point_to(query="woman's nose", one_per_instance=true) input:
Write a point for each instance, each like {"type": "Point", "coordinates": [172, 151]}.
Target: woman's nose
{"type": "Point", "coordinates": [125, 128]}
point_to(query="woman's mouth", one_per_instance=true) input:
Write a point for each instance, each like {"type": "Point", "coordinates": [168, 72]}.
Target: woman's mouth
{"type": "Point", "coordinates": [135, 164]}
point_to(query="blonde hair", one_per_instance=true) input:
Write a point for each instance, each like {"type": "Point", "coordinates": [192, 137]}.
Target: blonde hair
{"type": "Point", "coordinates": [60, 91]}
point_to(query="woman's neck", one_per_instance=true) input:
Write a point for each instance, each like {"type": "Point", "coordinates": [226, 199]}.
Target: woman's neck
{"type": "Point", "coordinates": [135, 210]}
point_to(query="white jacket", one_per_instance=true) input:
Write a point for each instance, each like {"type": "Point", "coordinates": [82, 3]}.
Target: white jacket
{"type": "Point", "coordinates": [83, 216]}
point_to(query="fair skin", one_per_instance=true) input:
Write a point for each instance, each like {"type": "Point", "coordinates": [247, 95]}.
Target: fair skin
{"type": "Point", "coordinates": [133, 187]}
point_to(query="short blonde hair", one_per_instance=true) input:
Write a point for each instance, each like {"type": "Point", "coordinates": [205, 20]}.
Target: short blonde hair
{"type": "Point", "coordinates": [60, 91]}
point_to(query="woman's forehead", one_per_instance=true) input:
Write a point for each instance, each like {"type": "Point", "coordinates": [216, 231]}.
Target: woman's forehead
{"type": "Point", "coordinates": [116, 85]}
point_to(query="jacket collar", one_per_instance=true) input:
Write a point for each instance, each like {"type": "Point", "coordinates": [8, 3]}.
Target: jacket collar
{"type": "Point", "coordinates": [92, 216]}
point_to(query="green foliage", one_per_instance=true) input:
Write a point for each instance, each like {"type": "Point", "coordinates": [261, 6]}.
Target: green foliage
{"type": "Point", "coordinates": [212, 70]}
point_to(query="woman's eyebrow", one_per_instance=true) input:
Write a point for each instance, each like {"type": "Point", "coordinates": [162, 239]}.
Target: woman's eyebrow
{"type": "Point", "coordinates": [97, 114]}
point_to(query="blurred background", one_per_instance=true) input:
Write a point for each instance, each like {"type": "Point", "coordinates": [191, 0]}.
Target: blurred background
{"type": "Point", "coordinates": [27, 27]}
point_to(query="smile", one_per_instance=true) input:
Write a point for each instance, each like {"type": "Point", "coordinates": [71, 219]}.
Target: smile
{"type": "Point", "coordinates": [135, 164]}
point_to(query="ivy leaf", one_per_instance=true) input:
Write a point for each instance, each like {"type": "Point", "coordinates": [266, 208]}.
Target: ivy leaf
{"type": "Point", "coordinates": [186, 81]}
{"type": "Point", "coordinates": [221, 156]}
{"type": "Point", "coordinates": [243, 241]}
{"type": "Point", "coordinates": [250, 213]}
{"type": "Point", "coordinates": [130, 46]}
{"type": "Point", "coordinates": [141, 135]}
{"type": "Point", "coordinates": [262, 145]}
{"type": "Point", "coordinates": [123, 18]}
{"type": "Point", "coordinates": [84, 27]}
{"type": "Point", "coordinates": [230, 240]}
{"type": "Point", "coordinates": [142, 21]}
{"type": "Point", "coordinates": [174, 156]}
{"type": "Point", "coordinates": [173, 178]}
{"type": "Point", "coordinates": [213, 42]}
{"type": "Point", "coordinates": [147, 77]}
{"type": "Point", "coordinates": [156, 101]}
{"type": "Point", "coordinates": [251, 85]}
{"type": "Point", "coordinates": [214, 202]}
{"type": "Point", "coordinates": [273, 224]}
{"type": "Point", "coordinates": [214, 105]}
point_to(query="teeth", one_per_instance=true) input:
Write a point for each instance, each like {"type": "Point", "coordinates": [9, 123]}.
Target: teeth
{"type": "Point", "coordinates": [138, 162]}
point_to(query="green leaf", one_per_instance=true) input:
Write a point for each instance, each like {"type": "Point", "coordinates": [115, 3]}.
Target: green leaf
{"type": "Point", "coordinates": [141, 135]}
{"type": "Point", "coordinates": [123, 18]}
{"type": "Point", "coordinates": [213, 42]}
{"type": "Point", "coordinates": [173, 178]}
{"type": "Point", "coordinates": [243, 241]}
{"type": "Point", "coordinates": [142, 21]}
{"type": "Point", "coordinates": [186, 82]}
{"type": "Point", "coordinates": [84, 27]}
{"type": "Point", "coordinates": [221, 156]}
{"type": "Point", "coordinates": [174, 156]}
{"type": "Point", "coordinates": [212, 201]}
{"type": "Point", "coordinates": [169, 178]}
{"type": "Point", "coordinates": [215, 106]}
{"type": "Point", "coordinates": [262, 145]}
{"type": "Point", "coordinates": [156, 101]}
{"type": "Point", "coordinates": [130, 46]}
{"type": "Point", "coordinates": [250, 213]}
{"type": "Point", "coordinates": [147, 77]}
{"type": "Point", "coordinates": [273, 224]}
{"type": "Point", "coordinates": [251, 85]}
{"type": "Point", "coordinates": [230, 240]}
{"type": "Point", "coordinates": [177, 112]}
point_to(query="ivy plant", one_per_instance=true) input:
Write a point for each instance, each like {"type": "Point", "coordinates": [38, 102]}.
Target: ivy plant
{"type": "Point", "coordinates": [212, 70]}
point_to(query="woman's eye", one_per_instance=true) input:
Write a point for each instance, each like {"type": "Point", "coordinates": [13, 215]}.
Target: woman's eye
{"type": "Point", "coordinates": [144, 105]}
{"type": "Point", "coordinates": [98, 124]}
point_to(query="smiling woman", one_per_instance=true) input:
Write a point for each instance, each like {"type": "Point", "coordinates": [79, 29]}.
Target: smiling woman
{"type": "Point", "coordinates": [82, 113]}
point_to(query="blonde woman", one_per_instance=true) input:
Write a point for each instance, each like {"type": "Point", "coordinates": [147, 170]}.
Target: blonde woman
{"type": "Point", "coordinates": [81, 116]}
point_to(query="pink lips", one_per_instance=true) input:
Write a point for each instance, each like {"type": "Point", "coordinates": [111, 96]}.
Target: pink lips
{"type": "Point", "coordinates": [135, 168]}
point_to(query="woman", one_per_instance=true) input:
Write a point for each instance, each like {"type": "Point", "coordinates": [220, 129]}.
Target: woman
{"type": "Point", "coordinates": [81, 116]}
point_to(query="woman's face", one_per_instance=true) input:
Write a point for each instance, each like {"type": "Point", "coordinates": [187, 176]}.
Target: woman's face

══════════

◆ TASK TO COMPLETE
Count the lines of the data above where the string "face" shows up; reply with the number only.

◆ SOLVED EXERCISE
2